Between censorship fees and the “graft” customarily handed over to censors and theater-owners, the costs of doing business on the race-picture circuit had risen prohibitively. In Chicago, O. C. Hammond was breaking up his chain, which had been a safe haven for Micheaux pictures. Some of the theaters were sold to independent management, and the biggest and best theater in the city's Black Belt, the elite Vendome, announced a policy of booking only “high-class” Hollywood fare. Hollywood movies with marquee names “pack them in,” according to Norman, who was having the same problems in Chicago as Micheaux, “and the reason is that these pictures have ran for months at downtown white theatres and the negros [sic] are crazy to see what the white people are crazy over, and as the pictures have been well advertised before, they do business.”

Micheaux told Norman, “Chicago is a dead one [as a market] and we will have to pass it up for the present.”

Norman struck out for nearby Gary, Indiana, a predominantly white
city. He tried to fast-talk his way into a mixed theater called the Broadway, which “was not a negro theater and there is no negro theater there [in Gary],” according to Norman, from a letter sent to his brother. The Broadway “had tried a couple of Michaux's [sic] films to attract negros and they did not go over. They cater to less than 3% negros.”

Another negative factor was the “opposition and petty jealousy among the Negro theaters,” in Norman's words, which further hindered prospects. The all-black theaters competed fiercely for the first bookings of new race pictures, and tended to punish distributors, declining parallel or second runs, if another area theater was favored for a given film's premiere. Norman estimated that such rivalries had the effect of limiting his first-run playing field to 86 of the existing 354 Negro theatres.

The exhibitors made exorbitant demands, but they had the upper hand. Micheaux closed with an exhibitor on
The Dungeon
for two hundred dollars for rights to
all
showings in both Kansas Citys (Missouri and Kansas), Norman wrote disbelievingly to his brother, and then Micheaux agreed to stand “half of censorship” costs besides.

“It is a hard proposition to book these birds here,” Norman wrote in September 1922. “I am good and tired of Kansas City. I certainly walked my feet off and spent half my time riding the street cars keeping appointments that the exhibitors did not keep, and then when I got rentals—it was another thing to get the dates so arranged as to play all at one time and it took me a good two days to do that. Business is bad with these fellows and they certainly sing the Blues. I fought from two to four hours on every contract and then had to go back a couple of times and fight all over again. I got the films censored in both Kansas Citys without a cut and it cost $38.”

Continuing on to Omaha, Nebraska, Norman bumped into Swan Micheaux, Oscar's younger brother, who was tracing the same route with much the same disheartening results. “He was playing
The Dungeon
on per cent and not doing much,” Norman wrote to his own brother, adding, “Omaha is on the bum.”

(Collection entries)
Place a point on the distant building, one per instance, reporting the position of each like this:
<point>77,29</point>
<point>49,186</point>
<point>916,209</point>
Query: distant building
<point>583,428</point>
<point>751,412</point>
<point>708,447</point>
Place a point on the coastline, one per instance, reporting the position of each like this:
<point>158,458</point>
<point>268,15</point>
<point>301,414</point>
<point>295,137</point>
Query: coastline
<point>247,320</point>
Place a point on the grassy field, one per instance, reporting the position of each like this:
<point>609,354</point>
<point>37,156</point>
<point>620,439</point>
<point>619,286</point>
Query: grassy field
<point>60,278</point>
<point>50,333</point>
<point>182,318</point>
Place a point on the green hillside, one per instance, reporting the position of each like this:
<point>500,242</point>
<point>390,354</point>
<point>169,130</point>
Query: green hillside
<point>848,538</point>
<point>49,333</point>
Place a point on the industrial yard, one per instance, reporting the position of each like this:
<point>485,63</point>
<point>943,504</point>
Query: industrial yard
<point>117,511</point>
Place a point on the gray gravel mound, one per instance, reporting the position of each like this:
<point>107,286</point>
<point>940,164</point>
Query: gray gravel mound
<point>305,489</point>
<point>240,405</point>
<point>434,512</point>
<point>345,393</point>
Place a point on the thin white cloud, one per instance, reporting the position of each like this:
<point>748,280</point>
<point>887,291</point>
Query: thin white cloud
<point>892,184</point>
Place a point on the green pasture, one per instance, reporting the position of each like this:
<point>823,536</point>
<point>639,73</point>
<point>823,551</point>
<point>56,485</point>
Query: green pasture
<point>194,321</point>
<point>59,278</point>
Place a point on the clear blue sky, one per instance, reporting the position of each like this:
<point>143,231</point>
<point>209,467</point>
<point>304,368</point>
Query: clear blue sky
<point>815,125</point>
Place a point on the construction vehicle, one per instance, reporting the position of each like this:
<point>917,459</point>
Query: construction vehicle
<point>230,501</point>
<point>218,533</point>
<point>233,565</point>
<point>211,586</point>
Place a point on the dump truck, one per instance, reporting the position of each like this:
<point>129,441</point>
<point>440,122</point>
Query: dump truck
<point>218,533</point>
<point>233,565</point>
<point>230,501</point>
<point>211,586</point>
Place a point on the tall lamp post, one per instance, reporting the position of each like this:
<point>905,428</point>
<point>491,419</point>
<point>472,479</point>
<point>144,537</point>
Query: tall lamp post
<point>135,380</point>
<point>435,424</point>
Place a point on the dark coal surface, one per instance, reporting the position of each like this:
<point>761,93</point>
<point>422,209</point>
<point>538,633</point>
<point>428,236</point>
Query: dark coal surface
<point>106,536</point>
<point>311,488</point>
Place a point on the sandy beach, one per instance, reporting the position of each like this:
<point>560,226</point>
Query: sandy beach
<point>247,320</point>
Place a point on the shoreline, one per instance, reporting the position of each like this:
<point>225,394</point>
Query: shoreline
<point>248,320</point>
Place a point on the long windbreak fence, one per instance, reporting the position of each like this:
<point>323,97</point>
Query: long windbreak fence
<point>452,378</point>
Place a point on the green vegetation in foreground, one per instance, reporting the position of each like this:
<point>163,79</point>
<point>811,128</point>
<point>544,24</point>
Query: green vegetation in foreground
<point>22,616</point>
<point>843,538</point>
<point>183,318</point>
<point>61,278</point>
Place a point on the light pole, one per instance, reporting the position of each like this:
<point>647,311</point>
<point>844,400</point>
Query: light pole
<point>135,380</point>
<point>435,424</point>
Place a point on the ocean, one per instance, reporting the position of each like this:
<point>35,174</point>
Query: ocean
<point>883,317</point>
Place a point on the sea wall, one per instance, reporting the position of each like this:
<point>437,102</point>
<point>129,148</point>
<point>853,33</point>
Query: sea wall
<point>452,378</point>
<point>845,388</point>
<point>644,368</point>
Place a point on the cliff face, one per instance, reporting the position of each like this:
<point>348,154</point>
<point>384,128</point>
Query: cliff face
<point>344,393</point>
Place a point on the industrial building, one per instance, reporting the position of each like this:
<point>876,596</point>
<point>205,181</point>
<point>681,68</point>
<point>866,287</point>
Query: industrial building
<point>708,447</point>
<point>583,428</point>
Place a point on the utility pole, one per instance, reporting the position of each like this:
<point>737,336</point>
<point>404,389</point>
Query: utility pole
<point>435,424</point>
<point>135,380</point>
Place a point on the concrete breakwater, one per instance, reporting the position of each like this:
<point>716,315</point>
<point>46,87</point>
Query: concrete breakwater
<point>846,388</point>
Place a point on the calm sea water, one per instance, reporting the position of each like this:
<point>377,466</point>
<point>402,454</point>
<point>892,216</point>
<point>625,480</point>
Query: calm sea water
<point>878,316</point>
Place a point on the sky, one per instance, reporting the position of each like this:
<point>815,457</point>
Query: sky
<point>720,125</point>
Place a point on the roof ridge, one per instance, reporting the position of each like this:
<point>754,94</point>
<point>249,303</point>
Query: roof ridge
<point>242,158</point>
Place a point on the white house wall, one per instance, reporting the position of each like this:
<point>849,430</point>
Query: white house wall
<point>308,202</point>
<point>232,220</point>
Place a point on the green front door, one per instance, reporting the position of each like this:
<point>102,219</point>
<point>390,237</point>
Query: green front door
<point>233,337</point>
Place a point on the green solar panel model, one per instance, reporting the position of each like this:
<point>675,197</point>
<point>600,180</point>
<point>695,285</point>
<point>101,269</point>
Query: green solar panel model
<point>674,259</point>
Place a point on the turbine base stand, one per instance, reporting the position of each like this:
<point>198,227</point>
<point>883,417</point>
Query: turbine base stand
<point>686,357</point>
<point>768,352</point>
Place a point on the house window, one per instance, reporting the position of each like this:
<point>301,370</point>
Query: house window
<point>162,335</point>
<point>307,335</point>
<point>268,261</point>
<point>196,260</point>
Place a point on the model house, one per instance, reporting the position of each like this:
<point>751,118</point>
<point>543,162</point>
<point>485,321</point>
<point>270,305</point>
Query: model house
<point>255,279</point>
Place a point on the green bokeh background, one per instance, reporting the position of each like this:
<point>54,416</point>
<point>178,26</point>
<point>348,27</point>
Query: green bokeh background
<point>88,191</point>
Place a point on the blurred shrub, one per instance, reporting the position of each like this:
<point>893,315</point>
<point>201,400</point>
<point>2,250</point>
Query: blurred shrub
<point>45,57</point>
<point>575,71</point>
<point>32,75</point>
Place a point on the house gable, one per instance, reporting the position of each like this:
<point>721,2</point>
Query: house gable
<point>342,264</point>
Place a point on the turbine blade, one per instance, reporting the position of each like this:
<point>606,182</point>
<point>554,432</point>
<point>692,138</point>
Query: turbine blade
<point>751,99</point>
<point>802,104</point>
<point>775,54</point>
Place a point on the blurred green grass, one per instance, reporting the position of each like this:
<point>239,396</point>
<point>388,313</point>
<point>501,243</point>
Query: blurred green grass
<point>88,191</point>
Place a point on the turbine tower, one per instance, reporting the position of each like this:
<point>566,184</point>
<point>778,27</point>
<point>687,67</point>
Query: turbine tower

■ TASK PROMPT ■
In the passage about the race-picture circuit, how much did it cost Norman to get the films censored in both Kansas Citys?

■ EXPECTED ANSWER ■
$38